Meetings with Ivor – Film Review by Frank L.
Directed by Alan Gilsenan
The “Ivor” of the title is Ivor Browne, the well-known Irish psychiatrist. The documentary has substantial commentary by Ivor but also includes talks with Mary Coughlan, Tommy Tiernan, Sebastian Barry, Tom Murphy, Nell McCafferty and Professor Brendan Kelly of Trinity.
In the course of these talks and his own commentary he reveals insights into his way of thinking, of his own past and the methods he employed to help professionally individuals when they came to him for help. He is now 87 years of age and retired but he has a relevance for each of the persons with whom he talks. Whatever relationship he may have had with each of these individuals in the past, in the meetings, he speaks to them with an easy intimacy.
He also speaks about his own family life. He was the youngest of three and his father referred to him as “a mistake”. He describes the lack of physical warmth in his childhood but yet his father created a magical world by the sea in a field in Sandycove for his three children. His own medical career, his successes and some of the inevitable less successful moments are aired as well as his personal life, the successes and the failures. He is critical of man’s activities on this planet which continues to concern him even though he is an octogenarian. He is a man who did not fit easily into any mould throughout his life but yet gained professional success within his own career at the highest level.
However, it is the talks with his various interviewees which are the kernel of this reflective documentary of an Irishman who focused on the unsettling world of treatment of psychiatric patients and individuals with transitory mental health problems. It would be invidious to highlight one interview over another as any such choice is likely to be idiosyncratic. Each has a value and contributed to a better understanding of Ivor and his own complexities. But it is difficult to know whether what is portrayed is a good likeness of him.
Certainly in the meetings there is a generosity of spirit which is reassuring. Gilsenan and the producer Tomás Hardiman has done Ireland a service in giving prominence through Ivor Browne’s story of the relevance and importance of mental health.

> _INFORMATION GIVEN_
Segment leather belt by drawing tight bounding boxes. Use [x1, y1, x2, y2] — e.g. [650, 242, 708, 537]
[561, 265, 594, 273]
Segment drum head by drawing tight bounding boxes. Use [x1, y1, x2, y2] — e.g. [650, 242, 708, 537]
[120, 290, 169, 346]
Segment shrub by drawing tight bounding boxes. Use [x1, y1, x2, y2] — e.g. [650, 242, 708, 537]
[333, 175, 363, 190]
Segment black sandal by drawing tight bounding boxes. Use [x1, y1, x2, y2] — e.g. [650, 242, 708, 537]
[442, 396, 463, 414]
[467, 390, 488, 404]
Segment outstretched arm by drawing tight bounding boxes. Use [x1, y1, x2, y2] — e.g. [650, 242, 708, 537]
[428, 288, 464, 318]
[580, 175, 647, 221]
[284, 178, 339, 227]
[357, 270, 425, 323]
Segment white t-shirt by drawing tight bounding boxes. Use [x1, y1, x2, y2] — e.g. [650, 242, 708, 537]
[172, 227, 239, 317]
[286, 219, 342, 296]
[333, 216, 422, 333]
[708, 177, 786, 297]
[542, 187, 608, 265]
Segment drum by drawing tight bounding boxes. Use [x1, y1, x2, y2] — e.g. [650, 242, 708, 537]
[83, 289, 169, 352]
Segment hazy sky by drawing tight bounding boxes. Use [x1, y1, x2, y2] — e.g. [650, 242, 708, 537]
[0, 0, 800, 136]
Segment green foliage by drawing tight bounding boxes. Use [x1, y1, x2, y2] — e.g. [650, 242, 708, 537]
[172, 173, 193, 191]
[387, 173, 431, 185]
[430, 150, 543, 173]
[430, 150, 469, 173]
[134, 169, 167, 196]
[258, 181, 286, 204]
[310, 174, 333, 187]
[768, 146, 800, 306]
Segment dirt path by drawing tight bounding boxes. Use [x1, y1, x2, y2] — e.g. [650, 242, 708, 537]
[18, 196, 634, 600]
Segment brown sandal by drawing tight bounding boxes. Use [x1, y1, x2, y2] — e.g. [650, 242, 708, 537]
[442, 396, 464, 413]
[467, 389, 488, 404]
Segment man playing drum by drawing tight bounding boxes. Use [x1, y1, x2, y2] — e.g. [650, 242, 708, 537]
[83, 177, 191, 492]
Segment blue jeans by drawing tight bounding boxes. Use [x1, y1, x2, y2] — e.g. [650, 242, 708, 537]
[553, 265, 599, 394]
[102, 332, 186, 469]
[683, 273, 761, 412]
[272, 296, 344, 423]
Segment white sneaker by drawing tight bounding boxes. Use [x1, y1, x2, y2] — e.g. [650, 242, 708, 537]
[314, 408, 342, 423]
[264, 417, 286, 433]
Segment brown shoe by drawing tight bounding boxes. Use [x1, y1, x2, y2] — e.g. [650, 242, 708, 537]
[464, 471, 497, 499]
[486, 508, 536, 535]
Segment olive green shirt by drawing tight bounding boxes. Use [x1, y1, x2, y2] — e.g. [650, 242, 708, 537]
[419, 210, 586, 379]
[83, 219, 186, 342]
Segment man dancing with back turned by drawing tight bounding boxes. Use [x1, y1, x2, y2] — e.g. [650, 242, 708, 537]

> _WHAT IS NEEDED_
Render this sentence from the film review in Spanish: "He was the youngest of three and his father referred to him as “a mistake”."

> _RESULT OF THE TASK_
Era el menor de tres hijos y su padre se refería a él como «un error».